### Required actions
(1) In the Training Core summary, how many training faculty does the Core have?
(2) Continue the Training Core summary from where it stops.

### Source extract
#####

Superfund Research Program
Project Summary (2005-2010)
The Training Core aims to produce doctoral level engineers and scientists with the interdisciplinary educational experience necessary to address complex research problems posed by hazardous waste sites. The Core, with 27 training faculty, is directed by a committee of 6 experienced members spanning the disciplinary scope of the Superfund program and closely connected with other toxicology programs and a variety of graduate groups on campus. The Core’s strong recruitment program in toxicological sciences is complemented by continued emphasis on nonbiological projects, for which the excellent UC Davis graduate programs in chemistry, engineering, hydrogeology and soil science are a great asset. While fulfilling course requirements of their respective graduate group programs, the students, from diverse backgrounds, are encouraged in preparatory coursework to take advantage of an extensive menu of relevant courses to gain interdisciplinary expertise. In addition, their education is enriched by:
- attendance at Superfund supported series of campus seminars to be given by leading environmental health scientists;
- practical experience in the regulatory environment through research translation activities;
- presentations of their own research results at national meetings, at monthly meetings of Superfund investigators, at the annual Superfund tri-program meeting and at annual retreats/symposia co-sponsored with other toxicologically oriented campus programs; and
- special hands on training offered by the Analytical Core, the DNA Microarray, Proteomics and Metabolomics Core and facilities specializing in interdisciplinary research (Molecular Structure Facility, Center for Excellence in Environmental Engineering and Water Resources, John Muir Institute for the Environment). Selection of candidates for 4 trainee slots (university contribution) is on the basis of academic credentials (GPA, recommendation letters) and a research proposal.

#####

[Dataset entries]
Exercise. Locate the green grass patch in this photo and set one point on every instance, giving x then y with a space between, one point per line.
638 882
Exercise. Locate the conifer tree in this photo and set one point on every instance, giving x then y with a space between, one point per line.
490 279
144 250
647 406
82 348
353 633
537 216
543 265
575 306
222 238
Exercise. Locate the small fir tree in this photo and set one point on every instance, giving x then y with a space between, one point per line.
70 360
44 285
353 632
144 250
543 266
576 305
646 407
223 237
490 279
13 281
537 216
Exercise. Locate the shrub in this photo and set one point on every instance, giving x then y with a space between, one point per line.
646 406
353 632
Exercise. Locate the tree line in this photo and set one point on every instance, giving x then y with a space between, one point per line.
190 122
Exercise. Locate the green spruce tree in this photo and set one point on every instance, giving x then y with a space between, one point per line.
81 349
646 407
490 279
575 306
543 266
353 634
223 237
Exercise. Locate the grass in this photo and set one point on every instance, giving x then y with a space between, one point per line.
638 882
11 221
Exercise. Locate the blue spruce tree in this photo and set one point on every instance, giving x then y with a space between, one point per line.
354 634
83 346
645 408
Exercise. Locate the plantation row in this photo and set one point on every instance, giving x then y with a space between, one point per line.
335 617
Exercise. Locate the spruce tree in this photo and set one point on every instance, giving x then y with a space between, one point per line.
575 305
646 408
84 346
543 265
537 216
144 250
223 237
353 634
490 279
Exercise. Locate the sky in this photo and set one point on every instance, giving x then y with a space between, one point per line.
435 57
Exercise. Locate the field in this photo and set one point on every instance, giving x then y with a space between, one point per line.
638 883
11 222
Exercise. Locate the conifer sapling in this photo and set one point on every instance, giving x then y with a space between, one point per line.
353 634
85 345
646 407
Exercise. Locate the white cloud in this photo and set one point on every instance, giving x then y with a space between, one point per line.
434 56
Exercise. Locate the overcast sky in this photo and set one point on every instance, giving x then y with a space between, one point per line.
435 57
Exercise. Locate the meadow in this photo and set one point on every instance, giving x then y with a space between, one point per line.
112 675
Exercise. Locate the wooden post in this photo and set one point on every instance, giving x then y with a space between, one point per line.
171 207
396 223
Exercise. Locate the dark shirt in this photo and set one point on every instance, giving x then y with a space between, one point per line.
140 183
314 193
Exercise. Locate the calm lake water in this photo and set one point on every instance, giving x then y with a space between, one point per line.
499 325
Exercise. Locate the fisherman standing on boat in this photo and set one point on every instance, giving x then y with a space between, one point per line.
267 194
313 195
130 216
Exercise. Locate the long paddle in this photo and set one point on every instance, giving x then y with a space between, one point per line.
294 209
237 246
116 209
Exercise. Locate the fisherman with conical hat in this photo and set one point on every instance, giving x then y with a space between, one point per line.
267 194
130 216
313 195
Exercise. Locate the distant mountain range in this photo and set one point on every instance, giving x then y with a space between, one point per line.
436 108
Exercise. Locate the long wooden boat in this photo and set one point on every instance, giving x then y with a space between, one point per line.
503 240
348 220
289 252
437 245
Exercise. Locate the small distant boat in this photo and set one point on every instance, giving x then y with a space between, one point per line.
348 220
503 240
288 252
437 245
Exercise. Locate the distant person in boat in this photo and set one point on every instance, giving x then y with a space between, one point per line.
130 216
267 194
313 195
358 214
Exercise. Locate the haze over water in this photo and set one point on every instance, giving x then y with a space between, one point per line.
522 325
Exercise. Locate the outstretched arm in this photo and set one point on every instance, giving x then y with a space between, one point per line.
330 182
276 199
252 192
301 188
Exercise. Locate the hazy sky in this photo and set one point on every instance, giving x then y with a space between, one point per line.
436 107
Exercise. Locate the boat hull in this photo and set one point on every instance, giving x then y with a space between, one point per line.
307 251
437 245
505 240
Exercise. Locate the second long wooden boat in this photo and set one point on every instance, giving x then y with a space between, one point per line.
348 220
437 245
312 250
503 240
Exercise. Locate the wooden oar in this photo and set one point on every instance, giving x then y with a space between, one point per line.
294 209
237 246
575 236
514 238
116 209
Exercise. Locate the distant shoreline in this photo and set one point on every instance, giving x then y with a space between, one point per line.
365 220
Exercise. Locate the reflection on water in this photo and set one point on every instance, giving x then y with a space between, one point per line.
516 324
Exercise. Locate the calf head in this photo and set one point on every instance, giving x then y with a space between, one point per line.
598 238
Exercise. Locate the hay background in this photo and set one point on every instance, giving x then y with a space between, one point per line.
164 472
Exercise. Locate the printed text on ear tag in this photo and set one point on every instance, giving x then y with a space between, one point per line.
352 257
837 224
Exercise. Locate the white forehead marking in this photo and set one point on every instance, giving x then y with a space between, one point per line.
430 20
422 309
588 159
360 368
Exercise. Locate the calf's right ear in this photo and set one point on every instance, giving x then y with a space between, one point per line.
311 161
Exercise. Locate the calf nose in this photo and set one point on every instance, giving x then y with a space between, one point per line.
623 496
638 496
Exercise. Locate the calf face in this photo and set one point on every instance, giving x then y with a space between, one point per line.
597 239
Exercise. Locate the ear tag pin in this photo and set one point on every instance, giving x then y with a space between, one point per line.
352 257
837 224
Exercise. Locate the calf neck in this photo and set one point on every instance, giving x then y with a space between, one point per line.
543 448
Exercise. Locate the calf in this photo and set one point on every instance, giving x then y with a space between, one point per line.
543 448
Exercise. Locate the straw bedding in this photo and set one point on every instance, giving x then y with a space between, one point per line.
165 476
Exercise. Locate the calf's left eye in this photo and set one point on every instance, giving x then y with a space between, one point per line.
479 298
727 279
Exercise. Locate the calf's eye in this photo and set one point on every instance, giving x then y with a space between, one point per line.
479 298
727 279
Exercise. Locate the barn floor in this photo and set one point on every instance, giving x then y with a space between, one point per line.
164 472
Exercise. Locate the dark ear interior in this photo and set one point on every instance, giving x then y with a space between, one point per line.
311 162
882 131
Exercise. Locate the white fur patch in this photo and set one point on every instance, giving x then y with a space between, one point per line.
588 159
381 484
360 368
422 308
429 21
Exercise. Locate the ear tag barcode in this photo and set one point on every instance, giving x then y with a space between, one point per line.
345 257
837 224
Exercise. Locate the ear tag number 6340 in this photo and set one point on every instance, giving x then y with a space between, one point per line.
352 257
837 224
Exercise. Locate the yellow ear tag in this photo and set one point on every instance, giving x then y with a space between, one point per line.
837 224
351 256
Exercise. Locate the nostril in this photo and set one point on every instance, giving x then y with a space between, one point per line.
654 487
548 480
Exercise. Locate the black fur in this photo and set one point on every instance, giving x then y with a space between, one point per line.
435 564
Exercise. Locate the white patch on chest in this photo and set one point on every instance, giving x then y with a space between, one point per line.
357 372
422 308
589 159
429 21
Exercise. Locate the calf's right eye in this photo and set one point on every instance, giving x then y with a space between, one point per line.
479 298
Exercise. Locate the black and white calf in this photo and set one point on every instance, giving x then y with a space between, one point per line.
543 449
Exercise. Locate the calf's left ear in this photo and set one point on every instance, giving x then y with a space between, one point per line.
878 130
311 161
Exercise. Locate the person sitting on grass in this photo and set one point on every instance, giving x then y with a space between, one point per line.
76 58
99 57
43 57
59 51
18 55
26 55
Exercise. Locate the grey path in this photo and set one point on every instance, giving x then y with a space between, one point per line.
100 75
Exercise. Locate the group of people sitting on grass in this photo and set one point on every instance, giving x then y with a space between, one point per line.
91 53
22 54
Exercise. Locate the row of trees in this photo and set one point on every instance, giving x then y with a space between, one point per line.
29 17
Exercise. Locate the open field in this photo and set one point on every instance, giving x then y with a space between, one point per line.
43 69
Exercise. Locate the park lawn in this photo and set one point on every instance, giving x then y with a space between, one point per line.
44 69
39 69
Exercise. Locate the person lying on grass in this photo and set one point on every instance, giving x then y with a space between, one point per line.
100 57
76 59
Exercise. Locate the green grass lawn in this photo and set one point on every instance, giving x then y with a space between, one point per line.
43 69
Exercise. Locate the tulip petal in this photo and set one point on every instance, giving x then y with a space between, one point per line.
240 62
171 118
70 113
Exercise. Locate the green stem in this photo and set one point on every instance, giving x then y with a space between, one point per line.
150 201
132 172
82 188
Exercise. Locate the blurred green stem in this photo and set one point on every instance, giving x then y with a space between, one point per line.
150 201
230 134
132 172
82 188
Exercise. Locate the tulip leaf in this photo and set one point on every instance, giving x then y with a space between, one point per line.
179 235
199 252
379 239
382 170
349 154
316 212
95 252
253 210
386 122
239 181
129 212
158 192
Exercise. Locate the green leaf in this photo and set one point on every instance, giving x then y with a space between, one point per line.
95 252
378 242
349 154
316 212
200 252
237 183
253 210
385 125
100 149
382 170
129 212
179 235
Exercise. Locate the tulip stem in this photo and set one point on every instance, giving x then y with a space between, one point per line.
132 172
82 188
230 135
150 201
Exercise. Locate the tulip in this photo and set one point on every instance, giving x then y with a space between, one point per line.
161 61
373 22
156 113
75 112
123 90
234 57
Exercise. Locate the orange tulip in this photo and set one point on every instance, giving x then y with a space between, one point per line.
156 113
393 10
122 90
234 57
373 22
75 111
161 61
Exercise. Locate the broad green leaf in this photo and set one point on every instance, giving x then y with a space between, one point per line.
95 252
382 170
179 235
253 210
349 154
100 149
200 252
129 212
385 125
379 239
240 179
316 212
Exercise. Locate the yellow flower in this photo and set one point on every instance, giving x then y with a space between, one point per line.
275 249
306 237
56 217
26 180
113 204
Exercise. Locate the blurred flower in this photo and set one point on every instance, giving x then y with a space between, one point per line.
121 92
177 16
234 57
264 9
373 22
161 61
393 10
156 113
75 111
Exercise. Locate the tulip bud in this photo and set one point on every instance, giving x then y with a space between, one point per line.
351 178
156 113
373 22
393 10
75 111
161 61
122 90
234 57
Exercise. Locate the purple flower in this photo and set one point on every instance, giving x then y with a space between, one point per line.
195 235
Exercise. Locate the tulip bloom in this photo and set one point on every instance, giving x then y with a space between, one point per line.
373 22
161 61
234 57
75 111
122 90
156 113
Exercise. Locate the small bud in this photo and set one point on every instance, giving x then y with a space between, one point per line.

#####

### Answers
(1) 27

(2)
Trainee progress is monitored by periodic review of coursework, research summaries, participation in Superfund meetings, and timely fulfillment of academic requirements (e.g., qualifying examination). The Training Committee also selects applicants for the innovative Distinguished Undergraduate Summer Research Training Program, which promotes graduate school matriculation and careers in environmental health sciences with an emphasis on minority undergraduates.